▶ **Problem description**
Write out the whole listing word for word.

⁂

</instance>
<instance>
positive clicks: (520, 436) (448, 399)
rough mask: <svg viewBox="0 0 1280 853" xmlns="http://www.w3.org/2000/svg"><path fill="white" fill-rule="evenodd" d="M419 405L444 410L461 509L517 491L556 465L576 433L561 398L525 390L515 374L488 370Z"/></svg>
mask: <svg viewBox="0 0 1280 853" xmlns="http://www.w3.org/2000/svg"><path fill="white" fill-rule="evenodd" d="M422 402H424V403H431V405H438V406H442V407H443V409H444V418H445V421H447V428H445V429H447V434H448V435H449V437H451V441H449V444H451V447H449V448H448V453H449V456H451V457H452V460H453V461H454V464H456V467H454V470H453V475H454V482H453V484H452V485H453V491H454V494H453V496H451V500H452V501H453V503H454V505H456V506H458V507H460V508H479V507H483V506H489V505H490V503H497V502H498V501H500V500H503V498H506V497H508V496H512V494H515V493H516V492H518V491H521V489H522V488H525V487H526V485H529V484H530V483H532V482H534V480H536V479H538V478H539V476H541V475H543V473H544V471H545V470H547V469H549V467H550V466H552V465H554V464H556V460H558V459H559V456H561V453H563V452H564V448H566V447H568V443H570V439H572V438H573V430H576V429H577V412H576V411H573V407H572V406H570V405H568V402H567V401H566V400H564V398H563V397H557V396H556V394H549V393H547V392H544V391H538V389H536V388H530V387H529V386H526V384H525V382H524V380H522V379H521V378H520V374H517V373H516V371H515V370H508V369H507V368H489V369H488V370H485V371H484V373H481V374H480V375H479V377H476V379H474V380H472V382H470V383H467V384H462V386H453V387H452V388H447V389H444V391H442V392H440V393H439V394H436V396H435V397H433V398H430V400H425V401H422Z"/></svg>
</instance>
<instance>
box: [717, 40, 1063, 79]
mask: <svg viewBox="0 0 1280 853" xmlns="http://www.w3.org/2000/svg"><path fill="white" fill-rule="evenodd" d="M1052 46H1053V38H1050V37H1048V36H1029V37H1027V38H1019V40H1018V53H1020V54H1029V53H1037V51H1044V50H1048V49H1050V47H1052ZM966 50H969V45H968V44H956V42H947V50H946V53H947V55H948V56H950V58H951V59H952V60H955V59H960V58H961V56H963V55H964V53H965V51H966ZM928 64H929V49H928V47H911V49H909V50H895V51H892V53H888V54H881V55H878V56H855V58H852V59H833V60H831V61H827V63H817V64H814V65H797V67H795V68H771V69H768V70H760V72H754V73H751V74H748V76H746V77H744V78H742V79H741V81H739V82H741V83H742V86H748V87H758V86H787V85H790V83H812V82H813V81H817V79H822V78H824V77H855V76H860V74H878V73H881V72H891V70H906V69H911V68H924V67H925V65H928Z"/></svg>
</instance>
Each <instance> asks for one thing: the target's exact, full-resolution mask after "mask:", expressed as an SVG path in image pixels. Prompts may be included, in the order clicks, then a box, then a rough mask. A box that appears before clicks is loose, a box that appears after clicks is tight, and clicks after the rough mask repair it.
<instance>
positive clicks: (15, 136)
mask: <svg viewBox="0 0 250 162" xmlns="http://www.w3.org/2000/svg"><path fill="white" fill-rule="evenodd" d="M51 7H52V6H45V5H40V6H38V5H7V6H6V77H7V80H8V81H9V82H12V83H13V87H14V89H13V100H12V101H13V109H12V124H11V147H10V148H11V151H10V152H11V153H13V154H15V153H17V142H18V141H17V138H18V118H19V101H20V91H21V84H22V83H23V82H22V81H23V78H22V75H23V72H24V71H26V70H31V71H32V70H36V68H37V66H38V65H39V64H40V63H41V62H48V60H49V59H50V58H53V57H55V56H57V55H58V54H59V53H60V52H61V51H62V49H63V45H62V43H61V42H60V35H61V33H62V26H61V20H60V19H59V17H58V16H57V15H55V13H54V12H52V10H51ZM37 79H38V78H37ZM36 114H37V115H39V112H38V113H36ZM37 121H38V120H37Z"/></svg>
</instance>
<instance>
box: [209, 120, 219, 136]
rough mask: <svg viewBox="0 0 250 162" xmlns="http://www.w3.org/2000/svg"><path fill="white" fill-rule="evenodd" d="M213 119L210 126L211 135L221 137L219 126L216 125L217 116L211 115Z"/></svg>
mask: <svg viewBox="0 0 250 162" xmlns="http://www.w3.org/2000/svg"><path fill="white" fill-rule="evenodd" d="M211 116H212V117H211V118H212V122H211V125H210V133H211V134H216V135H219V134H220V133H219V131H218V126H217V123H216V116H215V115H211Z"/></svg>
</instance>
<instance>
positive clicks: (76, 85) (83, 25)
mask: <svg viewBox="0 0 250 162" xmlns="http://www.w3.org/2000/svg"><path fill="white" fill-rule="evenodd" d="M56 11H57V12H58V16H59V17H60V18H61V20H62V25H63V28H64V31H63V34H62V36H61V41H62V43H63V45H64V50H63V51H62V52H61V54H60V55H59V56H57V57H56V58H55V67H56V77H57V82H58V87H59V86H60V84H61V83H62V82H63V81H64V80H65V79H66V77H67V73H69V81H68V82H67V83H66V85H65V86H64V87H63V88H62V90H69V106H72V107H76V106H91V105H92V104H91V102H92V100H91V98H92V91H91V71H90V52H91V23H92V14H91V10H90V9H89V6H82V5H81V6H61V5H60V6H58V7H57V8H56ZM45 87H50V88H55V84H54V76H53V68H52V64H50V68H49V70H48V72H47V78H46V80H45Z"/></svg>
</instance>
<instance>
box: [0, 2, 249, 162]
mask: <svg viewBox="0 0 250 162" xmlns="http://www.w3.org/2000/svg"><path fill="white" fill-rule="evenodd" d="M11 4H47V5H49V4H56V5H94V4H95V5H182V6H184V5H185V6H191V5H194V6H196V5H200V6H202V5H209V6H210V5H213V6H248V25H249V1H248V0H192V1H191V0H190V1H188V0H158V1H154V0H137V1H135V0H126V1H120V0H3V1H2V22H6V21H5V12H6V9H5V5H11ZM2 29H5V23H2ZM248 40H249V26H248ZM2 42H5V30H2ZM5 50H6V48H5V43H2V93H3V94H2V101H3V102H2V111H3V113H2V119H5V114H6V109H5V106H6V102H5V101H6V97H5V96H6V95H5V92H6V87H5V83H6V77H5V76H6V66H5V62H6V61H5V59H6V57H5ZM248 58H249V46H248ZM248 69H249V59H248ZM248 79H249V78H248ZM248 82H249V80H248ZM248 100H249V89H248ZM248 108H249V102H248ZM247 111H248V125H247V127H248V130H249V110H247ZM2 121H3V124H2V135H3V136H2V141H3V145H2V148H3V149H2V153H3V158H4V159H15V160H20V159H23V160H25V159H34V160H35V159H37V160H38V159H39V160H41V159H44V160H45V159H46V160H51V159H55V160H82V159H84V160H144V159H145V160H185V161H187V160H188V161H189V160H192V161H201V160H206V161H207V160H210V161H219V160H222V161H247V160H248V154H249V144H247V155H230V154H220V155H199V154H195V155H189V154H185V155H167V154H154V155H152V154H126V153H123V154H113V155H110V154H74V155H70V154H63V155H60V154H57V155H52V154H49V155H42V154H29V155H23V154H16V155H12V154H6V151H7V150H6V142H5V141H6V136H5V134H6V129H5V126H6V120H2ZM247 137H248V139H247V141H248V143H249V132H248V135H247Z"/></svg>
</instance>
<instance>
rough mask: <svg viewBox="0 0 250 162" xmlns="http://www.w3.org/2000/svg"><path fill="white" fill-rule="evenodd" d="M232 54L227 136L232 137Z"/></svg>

⁂

▶ **Result of the task**
</instance>
<instance>
positive clicks: (520, 436) (448, 399)
rough mask: <svg viewBox="0 0 1280 853" xmlns="http://www.w3.org/2000/svg"><path fill="white" fill-rule="evenodd" d="M419 405L444 410L461 509L517 491L556 465L576 433L561 398L525 390L515 374L488 370Z"/></svg>
mask: <svg viewBox="0 0 1280 853" xmlns="http://www.w3.org/2000/svg"><path fill="white" fill-rule="evenodd" d="M422 402H424V403H431V405H438V406H442V407H443V409H444V418H445V421H447V428H445V429H447V434H448V435H449V437H451V441H449V444H451V447H449V448H448V453H449V456H451V457H452V460H453V461H454V464H456V467H454V470H453V475H454V482H453V484H452V485H453V491H454V494H453V496H451V500H452V501H453V503H454V505H456V506H458V507H460V508H479V507H483V506H489V505H490V503H497V502H498V501H500V500H503V498H506V497H508V496H512V494H515V493H516V492H518V491H521V489H522V488H525V487H526V485H529V484H530V483H532V482H534V480H536V479H538V478H539V476H541V475H543V473H544V471H545V470H547V469H549V467H550V466H552V465H554V464H556V460H558V459H559V456H561V453H563V452H564V448H566V447H568V443H570V439H572V438H573V430H576V429H577V412H576V411H573V407H572V406H570V405H568V402H567V401H566V400H564V398H563V397H557V396H556V394H549V393H547V392H544V391H538V389H536V388H530V387H529V386H526V384H525V382H524V380H522V379H521V378H520V374H517V373H516V371H515V370H508V369H507V368H489V369H488V370H485V371H484V373H481V374H480V375H479V377H476V379H474V380H472V382H470V383H467V384H462V386H453V387H452V388H447V389H444V391H442V392H440V393H439V394H436V396H435V397H433V398H430V400H425V401H422Z"/></svg>
</instance>
<instance>
box: [717, 40, 1063, 79]
mask: <svg viewBox="0 0 1280 853" xmlns="http://www.w3.org/2000/svg"><path fill="white" fill-rule="evenodd" d="M1052 46H1053V38H1050V37H1048V36H1029V37H1027V38H1019V40H1018V53H1020V54H1029V53H1037V51H1044V50H1048V49H1050V47H1052ZM966 50H969V45H968V44H956V42H947V50H946V53H947V55H948V56H950V58H951V59H952V60H955V59H960V58H961V56H963V55H964V53H965V51H966ZM928 64H929V49H928V47H911V49H909V50H895V51H892V53H888V54H881V55H878V56H855V58H852V59H833V60H831V61H827V63H817V64H814V65H797V67H795V68H771V69H768V70H760V72H754V73H751V74H748V76H746V77H744V78H742V79H741V81H739V82H741V83H742V86H748V87H758V86H787V85H790V83H812V82H813V81H817V79H822V78H824V77H855V76H860V74H878V73H881V72H891V70H906V69H911V68H924V67H925V65H928Z"/></svg>
</instance>
Each <instance> asks for one thing: the target's exact, full-resolution mask after "mask:", expressed as an SVG path in image pixels. Prompts may be included, in the order clicks, then a box, then a rough mask. A box that appears before clicks is loose, a box that appears after clicks is tight, and clicks after the rough mask repair it.
<instance>
positive clicks: (15, 136)
mask: <svg viewBox="0 0 250 162" xmlns="http://www.w3.org/2000/svg"><path fill="white" fill-rule="evenodd" d="M51 7H52V6H45V5H40V6H38V5H7V6H6V77H7V80H8V81H9V82H12V83H13V87H14V89H13V100H12V101H13V109H12V124H11V147H10V148H11V151H10V152H11V153H13V154H15V153H17V142H18V141H17V138H18V118H19V101H20V91H21V84H22V83H23V82H22V81H23V78H22V75H23V72H24V71H26V70H31V71H32V70H36V68H37V66H38V65H39V64H40V63H41V62H48V60H49V59H50V58H53V57H55V56H57V55H58V54H59V53H60V52H61V51H62V49H63V45H62V43H61V42H60V35H61V33H62V26H61V20H60V19H59V17H58V16H57V15H55V13H54V12H52V10H51ZM37 79H38V78H37ZM36 114H37V115H39V112H38V113H36ZM37 121H38V120H37Z"/></svg>
</instance>
<instance>
box: [209, 120, 219, 136]
rough mask: <svg viewBox="0 0 250 162" xmlns="http://www.w3.org/2000/svg"><path fill="white" fill-rule="evenodd" d="M213 119L210 126L211 135L221 137L219 126L216 125L217 116L211 115Z"/></svg>
mask: <svg viewBox="0 0 250 162" xmlns="http://www.w3.org/2000/svg"><path fill="white" fill-rule="evenodd" d="M211 116H212V117H211V118H212V122H211V125H210V133H211V134H216V135H219V134H220V133H219V131H218V126H217V123H216V116H215V115H211Z"/></svg>
</instance>
<instance>
positive clicks: (76, 85) (83, 25)
mask: <svg viewBox="0 0 250 162" xmlns="http://www.w3.org/2000/svg"><path fill="white" fill-rule="evenodd" d="M56 11H57V12H58V16H59V17H60V18H61V20H62V25H63V28H64V31H63V34H62V36H61V41H62V43H63V45H64V50H63V51H62V52H61V54H60V55H59V56H57V57H56V58H55V67H56V77H57V82H58V87H59V86H60V84H61V83H62V82H63V81H64V80H65V79H66V77H67V73H69V81H68V82H67V83H66V85H65V86H64V87H63V88H62V90H69V106H72V107H76V106H91V105H92V104H91V102H92V100H91V98H92V91H91V71H90V52H91V23H92V14H91V10H90V9H89V6H82V5H81V6H61V5H60V6H58V7H57V8H56ZM45 87H50V88H55V84H54V76H53V68H52V64H50V68H49V70H48V72H47V78H46V80H45Z"/></svg>
</instance>
<instance>
box: [0, 2, 249, 162]
mask: <svg viewBox="0 0 250 162" xmlns="http://www.w3.org/2000/svg"><path fill="white" fill-rule="evenodd" d="M11 4H47V5H49V4H56V5H94V4H95V5H182V6H184V5H185V6H191V5H194V6H196V5H200V6H202V5H209V6H210V5H213V6H248V25H249V1H248V0H192V1H191V0H190V1H188V0H158V1H154V0H137V1H135V0H126V1H120V0H3V1H2V22H6V21H5V12H6V9H5V5H11ZM2 29H5V23H2ZM248 40H249V26H248ZM2 42H5V30H2ZM5 50H6V48H5V43H2V93H3V94H2V101H3V102H2V111H3V113H2V119H5V114H6V109H5V106H6V102H5V101H6V97H5V96H6V95H5V92H6V87H5V83H6V77H5V76H6V66H5V62H6V61H5V59H6V57H5ZM248 58H249V46H248ZM248 69H249V59H248ZM248 79H249V78H248ZM248 82H249V80H248ZM248 100H249V89H248ZM248 108H249V102H248ZM247 111H248V125H247V127H248V130H249V110H247ZM2 121H3V124H2V135H3V136H2V141H3V145H2V148H3V149H2V153H3V158H4V159H15V160H20V159H23V160H25V159H34V160H35V159H37V160H38V159H39V160H41V159H44V160H45V159H46V160H51V159H55V160H82V159H84V160H144V159H145V160H185V161H187V160H188V161H189V160H192V161H201V160H206V161H207V160H210V161H219V160H222V161H247V160H248V154H249V144H247V155H230V154H220V155H199V154H195V155H189V154H185V155H167V154H154V155H152V154H126V153H123V154H113V155H110V154H74V155H70V154H63V155H60V154H57V155H52V154H49V155H42V154H29V155H23V154H16V155H12V154H6V151H7V150H6V142H5V141H6V136H5V134H6V129H5V126H6V120H2ZM247 137H248V139H247V141H248V143H249V132H248V135H247Z"/></svg>
</instance>
<instance>
rough mask: <svg viewBox="0 0 250 162" xmlns="http://www.w3.org/2000/svg"><path fill="white" fill-rule="evenodd" d="M232 54L227 136L232 137Z"/></svg>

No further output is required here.